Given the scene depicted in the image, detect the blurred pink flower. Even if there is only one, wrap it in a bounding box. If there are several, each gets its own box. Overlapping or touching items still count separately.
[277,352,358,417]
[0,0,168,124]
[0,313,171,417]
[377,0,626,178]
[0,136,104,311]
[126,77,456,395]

---

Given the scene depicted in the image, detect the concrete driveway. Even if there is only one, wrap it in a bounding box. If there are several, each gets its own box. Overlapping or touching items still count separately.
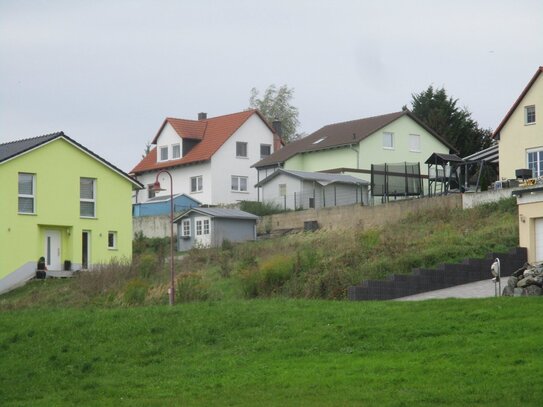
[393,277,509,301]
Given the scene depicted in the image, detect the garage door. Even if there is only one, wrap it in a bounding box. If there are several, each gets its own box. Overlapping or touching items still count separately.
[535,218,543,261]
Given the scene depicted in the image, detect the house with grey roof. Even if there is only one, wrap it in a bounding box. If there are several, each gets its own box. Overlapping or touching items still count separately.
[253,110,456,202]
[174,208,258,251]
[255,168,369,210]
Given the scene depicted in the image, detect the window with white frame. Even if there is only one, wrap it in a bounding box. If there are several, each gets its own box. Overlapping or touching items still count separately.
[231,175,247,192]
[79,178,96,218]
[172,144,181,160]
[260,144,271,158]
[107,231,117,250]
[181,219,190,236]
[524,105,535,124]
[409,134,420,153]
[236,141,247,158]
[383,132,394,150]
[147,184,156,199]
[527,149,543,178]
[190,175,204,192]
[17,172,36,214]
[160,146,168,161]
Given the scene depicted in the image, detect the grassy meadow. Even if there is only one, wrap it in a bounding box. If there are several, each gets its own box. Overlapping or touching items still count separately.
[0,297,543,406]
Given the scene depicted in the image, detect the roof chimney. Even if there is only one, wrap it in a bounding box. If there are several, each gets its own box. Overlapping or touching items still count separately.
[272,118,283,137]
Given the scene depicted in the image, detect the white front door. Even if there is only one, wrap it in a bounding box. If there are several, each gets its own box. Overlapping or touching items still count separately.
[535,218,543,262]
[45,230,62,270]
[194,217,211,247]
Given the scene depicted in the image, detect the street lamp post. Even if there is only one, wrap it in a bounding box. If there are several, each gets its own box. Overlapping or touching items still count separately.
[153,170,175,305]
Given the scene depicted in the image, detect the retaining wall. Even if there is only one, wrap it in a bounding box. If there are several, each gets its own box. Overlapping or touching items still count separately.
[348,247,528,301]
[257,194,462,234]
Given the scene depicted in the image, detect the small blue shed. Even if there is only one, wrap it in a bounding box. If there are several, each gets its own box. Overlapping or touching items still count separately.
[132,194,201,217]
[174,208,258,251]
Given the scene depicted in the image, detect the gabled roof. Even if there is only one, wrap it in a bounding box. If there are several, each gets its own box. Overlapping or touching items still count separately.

WHAT IS BEING ASKED:
Reproduce the part of the listing that opens with the line containing "Given the scene depicted in the image, detect the roof" and closes with the line containing "[272,118,283,137]", changing "roof chimney" to "brick chimney" and keeping everything else the same.

RESULT OF THIS EXERCISE:
Given the scene depicted in the image, detect the brick chimney. Even if there is only one, wrap it in a bounding box. If there are several, each gets its own box. Overlapping or touching items still count separately.
[272,118,283,137]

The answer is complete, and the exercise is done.